Exercise objective.
Reproduce, word for word, the stretch of the food addiction post from "(no subject)" through "desire to eat.".

Food Addiction
Mar. 28th, 2010 09:37 pm![[personal profile]](https://www.dreamwidth.org/img/silk/identity/user.png)
I was intrigued by this article suggesting that fatty foods can create brain changes in rats, similar to those caused by drug addiction. I wonder if extremely sweet or excessively modified foods could do that too. Also, I think it would be interesting to study whether some individuals are resistant to food addiction, as is the case with most addictions -- and look for factors that clue one way or the other. However, this really just fits a general trend, that too much of any one thing in any part of life tends to have bad effects.
(no subject)
Date: 2010-03-30 02:01 am (UTC)Neal Barnard is the President of the Physician's Committee for Responsible Medicine. Dr. Barnard has two articles in the PCRM's Good Health e-magazine on food addiction: Food Addiction: Hi, I'm John, and I'm a Cholesterolic and Breaking the Food Seduction. A description of Dr. Barnard's book by the same name can be found here.
David Kessler was the Commissioner of the FDA under Bush v 1.0 and Clinton, as well as past Dean of the medical schools at Yale and UCSF. In his book, The End of Overeating (as described here in a related blog), Dr. Kessler examines the fat/sugar/salt relationship to our desire to eat.

Study material.

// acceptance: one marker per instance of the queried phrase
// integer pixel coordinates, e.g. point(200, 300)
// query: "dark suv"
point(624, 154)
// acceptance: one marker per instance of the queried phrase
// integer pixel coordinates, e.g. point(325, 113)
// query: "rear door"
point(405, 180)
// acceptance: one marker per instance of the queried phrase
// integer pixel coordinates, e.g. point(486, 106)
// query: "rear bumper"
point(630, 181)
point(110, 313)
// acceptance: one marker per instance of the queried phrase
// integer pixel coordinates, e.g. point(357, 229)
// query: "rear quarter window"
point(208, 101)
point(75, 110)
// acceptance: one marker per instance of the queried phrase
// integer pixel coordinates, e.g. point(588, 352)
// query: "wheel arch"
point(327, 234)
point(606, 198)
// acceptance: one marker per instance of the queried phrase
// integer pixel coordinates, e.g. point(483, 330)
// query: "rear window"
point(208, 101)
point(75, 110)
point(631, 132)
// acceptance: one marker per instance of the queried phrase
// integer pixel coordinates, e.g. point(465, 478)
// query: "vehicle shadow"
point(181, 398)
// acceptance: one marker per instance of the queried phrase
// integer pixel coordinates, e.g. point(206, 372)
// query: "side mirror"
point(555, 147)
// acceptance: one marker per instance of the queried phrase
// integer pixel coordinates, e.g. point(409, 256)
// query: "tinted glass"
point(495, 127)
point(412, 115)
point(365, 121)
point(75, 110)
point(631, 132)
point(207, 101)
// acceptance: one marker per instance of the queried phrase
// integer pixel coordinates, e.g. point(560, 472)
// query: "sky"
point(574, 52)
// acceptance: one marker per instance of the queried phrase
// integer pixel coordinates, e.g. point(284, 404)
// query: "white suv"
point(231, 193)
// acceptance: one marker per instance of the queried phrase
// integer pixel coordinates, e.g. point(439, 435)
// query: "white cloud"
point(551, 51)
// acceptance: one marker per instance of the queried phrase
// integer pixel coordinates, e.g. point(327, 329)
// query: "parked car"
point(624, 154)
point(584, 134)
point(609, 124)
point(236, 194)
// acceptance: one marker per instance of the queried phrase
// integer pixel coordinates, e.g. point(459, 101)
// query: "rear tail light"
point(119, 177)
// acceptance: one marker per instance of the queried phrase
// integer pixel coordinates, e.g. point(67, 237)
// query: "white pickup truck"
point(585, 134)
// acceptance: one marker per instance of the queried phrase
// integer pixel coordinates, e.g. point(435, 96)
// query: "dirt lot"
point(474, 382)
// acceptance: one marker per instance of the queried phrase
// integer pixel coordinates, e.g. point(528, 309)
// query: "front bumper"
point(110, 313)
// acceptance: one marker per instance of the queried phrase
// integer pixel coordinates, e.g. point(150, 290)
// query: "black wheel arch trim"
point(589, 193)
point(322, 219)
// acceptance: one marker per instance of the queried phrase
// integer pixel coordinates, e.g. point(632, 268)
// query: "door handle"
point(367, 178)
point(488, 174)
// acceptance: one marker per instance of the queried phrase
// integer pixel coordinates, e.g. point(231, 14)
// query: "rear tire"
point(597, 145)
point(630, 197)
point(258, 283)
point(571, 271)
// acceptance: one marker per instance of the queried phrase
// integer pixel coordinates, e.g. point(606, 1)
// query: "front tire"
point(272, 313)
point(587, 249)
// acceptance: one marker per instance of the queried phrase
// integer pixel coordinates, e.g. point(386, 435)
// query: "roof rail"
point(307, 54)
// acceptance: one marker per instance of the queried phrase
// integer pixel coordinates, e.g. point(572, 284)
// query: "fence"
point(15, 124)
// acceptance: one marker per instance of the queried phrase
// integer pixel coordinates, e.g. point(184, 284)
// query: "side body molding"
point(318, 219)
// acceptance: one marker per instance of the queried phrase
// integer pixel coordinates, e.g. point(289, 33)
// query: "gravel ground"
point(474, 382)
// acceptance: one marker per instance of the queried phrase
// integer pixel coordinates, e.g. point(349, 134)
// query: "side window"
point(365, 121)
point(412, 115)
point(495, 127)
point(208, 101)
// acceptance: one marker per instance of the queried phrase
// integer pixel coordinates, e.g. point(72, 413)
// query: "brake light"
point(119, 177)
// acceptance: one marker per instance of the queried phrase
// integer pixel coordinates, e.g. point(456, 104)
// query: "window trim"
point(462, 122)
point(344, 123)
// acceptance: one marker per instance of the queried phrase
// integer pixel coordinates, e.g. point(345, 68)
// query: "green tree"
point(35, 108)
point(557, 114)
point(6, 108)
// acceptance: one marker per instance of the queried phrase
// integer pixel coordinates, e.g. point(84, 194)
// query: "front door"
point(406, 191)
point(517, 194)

Written answer.
(no subject)
Date: 2010-03-30 02:01 am (UTC)Neal Barnard is the President of the Physician's Committee for Responsible Medicine. Dr. Barnard has two articles in the PCRM's Good Health e-magazine on food addiction: Food Addiction: Hi, I'm John, and I'm a Cholesterolic and Breaking the Food Seduction. A description of Dr. Barnard's book by the same name can be found here.
David Kessler was the Commissioner of the FDA under Bush v 1.0 and Clinton, as well as past Dean of the medical schools at Yale and UCSF. In his book, The End of Overeating (as described here in a related blog), Dr. Kessler examines the fat/sugar/salt relationship to our desire to eat.